2005–06 Hong Kong Senior Shield

Tournament details
- Country: Hong Kong
- Teams: 8

Final positions
- Champions: Kitchee (5th title)
- Runners-up: Happy Valley

Tournament statistics
- Matches played: 7
- Goals scored: 15 (2.14 per match)

= 2005–06 Hong Kong Senior Shield =

The Hong Kong Senior Shield 2005–06 was the 104th staging of the Hong Kong's oldest football knockout competition.

The competition started on 4 March 2006 with 8 Hong Kong First Division League clubs and concluded on 18 March 2006 with the final.

Kitchee captured their 5th title of the competition after beating Happy Valley by 3-0 in the final.

What the exercise asks:
Reproduce the 2005–06 Hong Kong Senior Shield summary word for word, in full. The entries have no connection to the 2005–06 Hong Kong Senior Shield summary.

Data shown:

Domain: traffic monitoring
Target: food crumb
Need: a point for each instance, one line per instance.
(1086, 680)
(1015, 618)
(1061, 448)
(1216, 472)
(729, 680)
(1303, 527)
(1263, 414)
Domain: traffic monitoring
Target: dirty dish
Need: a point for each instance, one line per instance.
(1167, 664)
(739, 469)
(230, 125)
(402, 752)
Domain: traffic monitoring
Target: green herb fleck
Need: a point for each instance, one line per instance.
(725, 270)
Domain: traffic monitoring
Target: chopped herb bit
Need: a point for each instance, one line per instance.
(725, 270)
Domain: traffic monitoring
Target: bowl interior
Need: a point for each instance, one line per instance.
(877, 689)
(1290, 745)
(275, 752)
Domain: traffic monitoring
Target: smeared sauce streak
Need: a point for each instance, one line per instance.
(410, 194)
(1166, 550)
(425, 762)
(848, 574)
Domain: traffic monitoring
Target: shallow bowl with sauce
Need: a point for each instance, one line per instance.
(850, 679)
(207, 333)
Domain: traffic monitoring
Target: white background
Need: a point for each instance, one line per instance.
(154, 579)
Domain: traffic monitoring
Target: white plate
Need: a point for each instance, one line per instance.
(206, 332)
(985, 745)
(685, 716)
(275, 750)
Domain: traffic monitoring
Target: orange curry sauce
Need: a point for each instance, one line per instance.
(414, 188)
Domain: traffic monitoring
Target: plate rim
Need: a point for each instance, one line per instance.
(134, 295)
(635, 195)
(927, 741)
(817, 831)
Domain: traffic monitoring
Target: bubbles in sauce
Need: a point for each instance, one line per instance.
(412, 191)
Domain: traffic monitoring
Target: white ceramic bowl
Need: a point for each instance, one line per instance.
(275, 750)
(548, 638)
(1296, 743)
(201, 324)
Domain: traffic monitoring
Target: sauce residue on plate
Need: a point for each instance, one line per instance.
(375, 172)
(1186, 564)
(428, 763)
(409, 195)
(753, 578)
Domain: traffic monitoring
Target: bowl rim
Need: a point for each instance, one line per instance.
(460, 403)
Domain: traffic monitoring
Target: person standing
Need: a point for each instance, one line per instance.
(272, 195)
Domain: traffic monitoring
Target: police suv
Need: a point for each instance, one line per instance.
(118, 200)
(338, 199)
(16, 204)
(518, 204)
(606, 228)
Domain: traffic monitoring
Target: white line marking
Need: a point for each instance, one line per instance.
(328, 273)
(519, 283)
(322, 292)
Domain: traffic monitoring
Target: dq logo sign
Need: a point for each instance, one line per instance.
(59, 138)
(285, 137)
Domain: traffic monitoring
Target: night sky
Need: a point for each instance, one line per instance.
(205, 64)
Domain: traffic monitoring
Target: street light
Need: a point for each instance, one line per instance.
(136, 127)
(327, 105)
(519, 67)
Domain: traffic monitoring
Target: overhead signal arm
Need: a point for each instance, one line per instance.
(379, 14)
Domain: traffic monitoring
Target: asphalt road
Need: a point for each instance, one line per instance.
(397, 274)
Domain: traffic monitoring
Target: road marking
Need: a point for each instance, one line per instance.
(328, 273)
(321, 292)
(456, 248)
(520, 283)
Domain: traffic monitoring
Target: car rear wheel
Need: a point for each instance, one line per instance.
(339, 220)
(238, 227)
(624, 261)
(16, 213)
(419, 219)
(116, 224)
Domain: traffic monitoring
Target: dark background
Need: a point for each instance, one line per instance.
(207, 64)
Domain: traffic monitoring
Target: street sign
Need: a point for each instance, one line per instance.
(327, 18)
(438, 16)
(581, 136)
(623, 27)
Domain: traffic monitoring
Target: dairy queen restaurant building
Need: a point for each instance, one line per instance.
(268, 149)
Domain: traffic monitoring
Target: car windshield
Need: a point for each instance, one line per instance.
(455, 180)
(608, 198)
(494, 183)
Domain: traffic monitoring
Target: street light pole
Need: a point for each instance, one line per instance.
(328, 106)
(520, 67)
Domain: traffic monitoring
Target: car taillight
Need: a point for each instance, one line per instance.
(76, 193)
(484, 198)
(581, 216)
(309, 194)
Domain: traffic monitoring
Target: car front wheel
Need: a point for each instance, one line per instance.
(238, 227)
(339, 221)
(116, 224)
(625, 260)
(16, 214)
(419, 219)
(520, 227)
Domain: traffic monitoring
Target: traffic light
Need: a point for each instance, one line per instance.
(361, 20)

Solution:
2005–06 Hong Kong Senior Shield

Tournament details
- Country: Hong Kong
- Teams: 8

Final positions
- Champions: Kitchee (5th title)
- Runners-up: Happy Valley

Tournament statistics
- Matches played: 7
- Goals scored: 15 (2.14 per match)

= 2005–06 Hong Kong Senior Shield =

The Hong Kong Senior Shield 2005–06 was the 104th staging of the Hong Kong's oldest football knockout competition.

The competition started on 4 March 2006 with 8 Hong Kong First Division League clubs and concluded on 18 March 2006 with the final.

Kitchee captured their 5th title of the competition after beating Happy Valley by 3-0 in the final.